§ Texte fourni:
---
Peut-être eût-il fallu commencer par là. Car, en définitive, tout découle de là. - « La foi vient de ce qu'on entend, et ce qu'on entend vient de la Parole de Dieu. »

Ébranlez l'autorité de la Bible, et tout l'édifice évangélique se lézarde, et par ces mille fissures pénètrent tous les ferments du doute et toutes les tares de l'impuissance. Croire à l'autorité souveraine de la Parole de Dieu, c'est commencer par vivre cette Parole. Sans doute. Mais c'est encore autre chose :

Croire à l'autorité de la Bible c'est, lorsque par exemple il est écrit : « L'Éternel dit à Abraham... » tenir pour vrai que cela signifie exactement : L'Éternel dit à Abraham. C'est donner aux mots employés dans la Bible leur sens usuel, le sens du dictionnaire, adoptant pour l'Écriture la définition de Fustel de Coulanges : Quand un mot a un sens net et clair, ne pas lui chercher d'autre sens.

La Bible appelle un miracle, miracle. Elle ne dit point par exemple que le passage du Jourdain put s'accomplir grâce au concours de certaines conditions atmosphériques, ou naturelles, mais elle dit que cet événement inouï de séparation des eaux se produisit sur-le-champ, et par un effet surnaturel, immédiat, de la seule volonté de Dieu. La Bible dit cela. Croire à l'autorité de la Bible, c'est tenir pour rigoureusement exacts les récits bibliques, c'est ne rien y ajouter, ne rien en retrancher. De même pour les autres miracles, et prodiges, et accomplissements de prophéties, de la Bible.

Nos confessions de foi modernes disent, même parfois celles d'amis dont le drapeau est le plus évangélique, - autorité souveraine des Saintes Écritures en matière de foi. Pourquoi cette restriction : en matière de foi ? Elle ne se trouve pas, il s'en faut, dans la Confession de 1559 (3).
Cette restriction est grave. Elle est lourde de conséquences. Elle me permet de déchirer le premier chapitre de la Genèse, et cent autres chapitres autre part.
Si la Bible se trompe en matière de Science, quelle confiance puis-je avoir en elle en matière de foi ? Pour ma part, aucune.
- « Un tel est un brave homme, de très bonne foi et morale ; malheureusement, c'est un grand ignorant. »

Acceptez-vous l'autorité spirituelle souveraine de cet un tel ? Non ? Moi non plus.
Croire à l'autorité de la Bible c'est, surtout, avant tout, croire à l'autorité transcendante, absolue, de notre Seigneur et Sauveur Jésus-Christ, c'est-à-dire croire à sa déité, à sa conception miraculeuse de la Vierge Marie par le Saint-Esprit : « Au commencement était la Parole, et la Parole était avec Dieu, et la Parole était Dieu. Elle a été faite chair... » « En vérité, en vérité, je vous le dis : Avant qu'Abraham fût, je suis. » « Moi et le Père nous sommes un. »
---
§ Données:
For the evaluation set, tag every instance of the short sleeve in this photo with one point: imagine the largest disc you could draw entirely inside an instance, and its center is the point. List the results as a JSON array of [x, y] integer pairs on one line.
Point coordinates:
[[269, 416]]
---
§ Consignes:
- 1) Dans le texte sur l'autorité de la Bible, quelle définition de Fustel de Coulanges est adoptée pour l'Écriture ?
- 2) Citez tout le passage du texte sur l'autorité de la Bible, de « Nos confessions de » jusqu'à « de 1559 (3). ».

§ Réponses:
- 1) Quand un mot a un sens net et clair, ne pas lui chercher d'autre sens.

- 2)
Nos confessions de foi modernes disent, même parfois celles d'amis dont le drapeau est le plus évangélique, - autorité souveraine des Saintes Écritures en matière de foi. Pourquoi cette restriction : en matière de foi ? Elle ne se trouve pas, il s'en faut, dans la Confession de 1559 (3).